(Exercise instructions)
- 1) Copy the passage of the Helios downsampling issue that runs from "std shrinkage is" up to and including "F.avg_pool2d(x, kernel_size=3, stride=3)", with no changes.
- 2) Carry on the Helios downsampling issue from the point where it stops.

(Page extract)

>> Begin

Skip to content

Helios Stage2 Pyramid Latent Downsampling: Variance Distribution Mismatch for VAE Latents #116

Description

@Yvonne-OH

Hi, thanks for open-sourcing Helios.

While adapting the Stage2 Pyramid Unified Predictor Corrector pipeline for robot-control video generation, I encountered a confusing issue regarding latent downsampling statistics.

I would like to ask whether the current implementation is intentionally designed for Gaussian-noise transport only, or whether VAE latent conditions are also expected to follow the same variance scaling assumptions.


Background

In Helios Stage2, the latent pyramid uses:

latents = F.interpolate(
    latents,
    size=(height, width),
    mode="bilinear",
    align_corners=False,
) * factor

This seems to assume:

std_after_downsample ≈ 1 / factor

so multiplying by factor restores the original variance.


My Confusion

This assumption appears to hold for:

F.avg_pool2d(...)

but not for:

F.interpolate(..., mode="bilinear")

especially when sequential pyramid downsampling is used.

For example, my actual pyramid is:

/3 -> /2

rather than a single /6.


Reproduction

Bilinear Sequential Downsampling

import torch
import torch.nn.functional as F

torch.manual_seed(0)

x = torch.randn(1, 16, 256, 256)

def downsample(t, factor):
    h = t.shape[-2] // factor
    w = t.shape[-1] // factor

    return F.interpolate(
        t,
        size=(h, w),
        mode="bilinear",
        align_corners=True,
    )

x_3 = downsample(x, 3)
x_3_2 = downsample(x_3, 2)

print("orig std:", x.std().item())
print("/3 std:", x_3.std().item())
print("/3 -> /2 std:", x_3_2.std().item())
print("(/3 -> /2) * 6 std:", (x_3_2 * 6).std().item())

Results:

orig std:              1.000
/3 std:                0.666
/3 -> /2 std:          0.422
(/3 -> /2) * 6 std:    2.53

So:

std shrinkage is NOT 1/factor

for bilinear interpolation.


AvgPool Behavior

However, with strict average pooling:

x_3 = F.avg_pool2d(x, kernel_size=3, stride=3)
x_3_2 = F.avg_pool2d(x_3, kernel_size=2, stride=2)

I obtain:

/3 std ≈ 0.333
/3 -> /2 std ≈ 0.167

which DOES match:

std ≈ 1 / total_factor

and therefore:

x * factor

correctly restores variance.


Visualization Script

import torch
import torch.nn.functional as F
import matplotlib.pyplot as plt

torch.manual_seed(0)

DEVICE = "cuda" if torch.cuda.is_available() else "cpu"

B, C, H, W = 1, 16, 256, 256

x = torch.randn(B, C, H, W, device=DEVICE)

orig_std = x.std().item()
orig_mean = x.mean().item()

print("=" * 80)
print(f"Original mean = {orig_mean:.6f}")
print(f"Original std  = {orig_std:.6f}")
print("=" * 80)

# ============================================================
# Sequential bilinear downsampling:
# /3 then /2
# ============================================================

def bilinear_downsample(x, factor):
    h = x.shape[-2] // factor
    w = x.shape[-1] // factor

    return F.interpolate(
        x,
        size=(h, w),
        mode="bilinear",
        align_corners=True,
    )

x_3 = bilinear_downsample(x, 3)

>> End

(Listing)
>> Begin

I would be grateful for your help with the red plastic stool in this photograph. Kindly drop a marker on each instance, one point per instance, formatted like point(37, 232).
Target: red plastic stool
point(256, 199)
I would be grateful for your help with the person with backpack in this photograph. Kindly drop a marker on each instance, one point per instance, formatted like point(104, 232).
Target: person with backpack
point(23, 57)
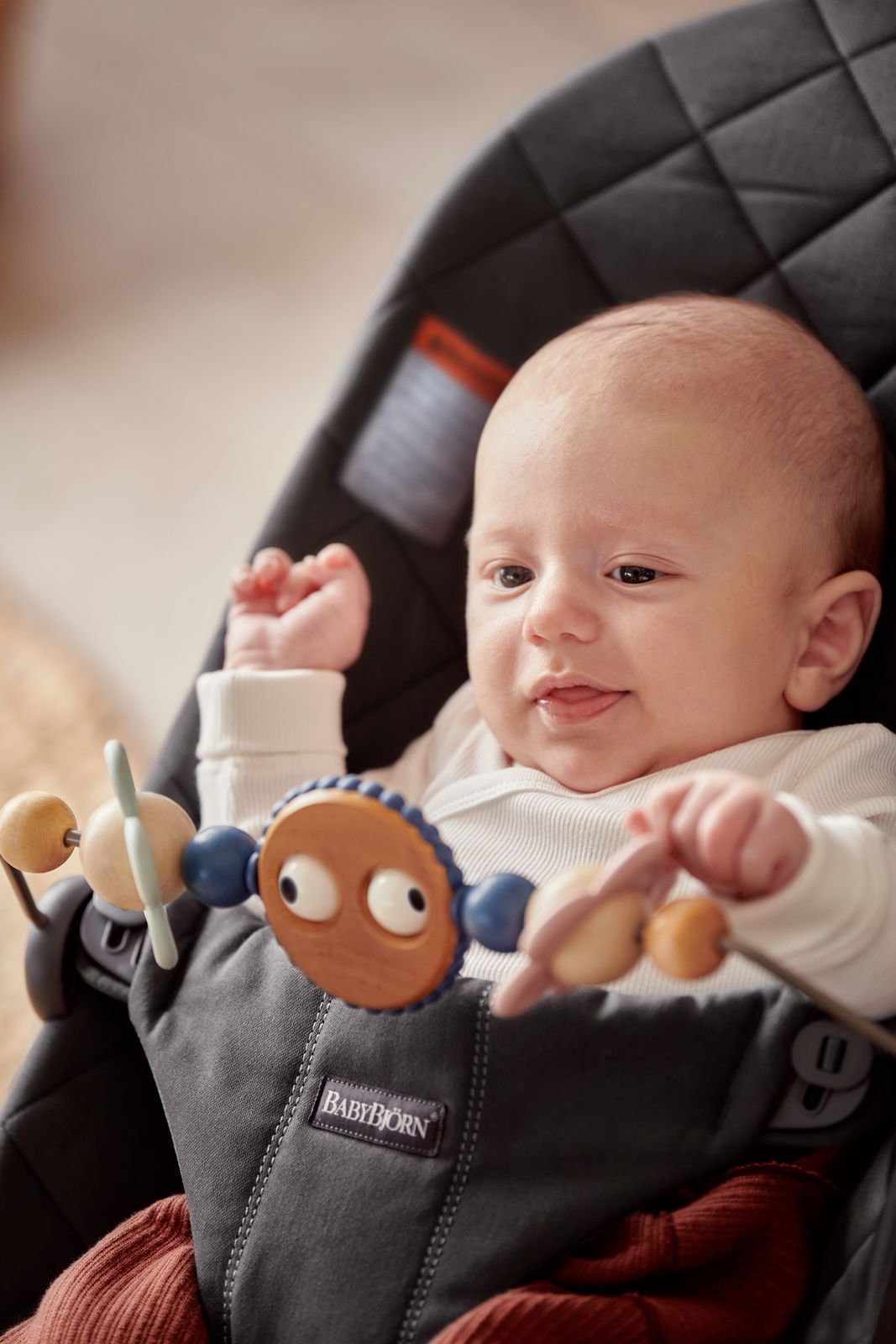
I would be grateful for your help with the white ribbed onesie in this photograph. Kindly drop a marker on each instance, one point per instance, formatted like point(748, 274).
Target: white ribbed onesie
point(264, 732)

>> End

(Set of answers)
- 1)
std shrinkage is NOT 1/factor

for bilinear interpolation.


AvgPool Behavior

However, with strict average pooling:

x_3 = F.avg_pool2d(x, kernel_size=3, stride=3)

- 2)
x_3_2 = bilinear_downsample(x_3, 2)

# ============================================================
# One-shot /6
# ============================================================

x_6 = bilinear_downsample(x, 6)

# ============================================================
# Compensation
# ============================================================

x_3_scaled = x_3 * 3
x_3_2_scaled = x_3_2 * 6
x_6_scaled = x_6 * 6

# ============================================================
# Std matching
# ============================================================

x_3_2_std_matched = (
    (x_3_2 - x_3_2.mean())
    / (x_3_2.std() + 1e-6)
) * orig_std + orig_mean

# ============================================================
# Print statistics
# ============================================================

def print_stats(name, t):
    print(
        f"{name:30s} | "
        f"shape={tuple(t.shape)} | "
        f"mean={t.mean().item():+.6f} | "
        f"std={t.std().item():.6f}"
    )

print_stats("Original", x)
print_stats("Bilinear /3", x_3)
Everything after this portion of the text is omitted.